Source passage
-*-

With this enhancement, OpenShift Data Foundation now merges user-defined placement values with the default configuration. Users can specify only the sections they want to customize, while defaults for other placement types are preserved, ensuring consistent and expected placement behavior for components.

(This content is not included.DFBUGS-3835)

3.10. Support custom SCCs for VolSync DataMover pods

VolSync DataMover pods could not access data when using custom Security Context Constraints (SCCs), leading to sync failures in clusters with custom configurations. The DRPC spec now includes a VolSyncSpec field that allows users to configure the following:

  • MoverSecurityContext: Defines the PodSecurityContext for DataMover pods
  • MoverServiceAccount: Specifies a custom Kubernetes ServiceAccount for fine-grained RBAC control

These configurations are propagated to the VolumeReplicationGroup (VRG), ensuring VolSync components inherit the required privileges for successful operation.

-*-

Data supplied
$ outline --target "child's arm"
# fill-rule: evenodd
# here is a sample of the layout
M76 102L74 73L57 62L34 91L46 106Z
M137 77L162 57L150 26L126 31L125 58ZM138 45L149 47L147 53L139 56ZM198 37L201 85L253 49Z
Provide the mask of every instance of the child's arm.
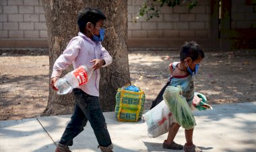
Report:
M62 71L72 64L72 62L77 56L80 50L80 40L77 38L72 39L63 54L59 56L53 65L53 73L51 78L59 79Z
M172 75L172 72L173 72L172 63L171 63L169 65L169 70L170 70L170 75Z
M103 59L105 64L102 65L102 67L109 65L112 63L112 57L108 52L100 44L100 59Z

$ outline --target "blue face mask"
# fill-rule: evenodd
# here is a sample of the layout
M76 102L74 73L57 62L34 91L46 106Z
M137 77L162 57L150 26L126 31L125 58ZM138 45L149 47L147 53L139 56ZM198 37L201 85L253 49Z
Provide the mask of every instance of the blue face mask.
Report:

-*-

Requirement
What does MoverServiceAccount specify, according to the release notes? Rely only on the release notes, not on the data.

Solution to the problem
A custom Kubernetes ServiceAccount for fine-grained RBAC control.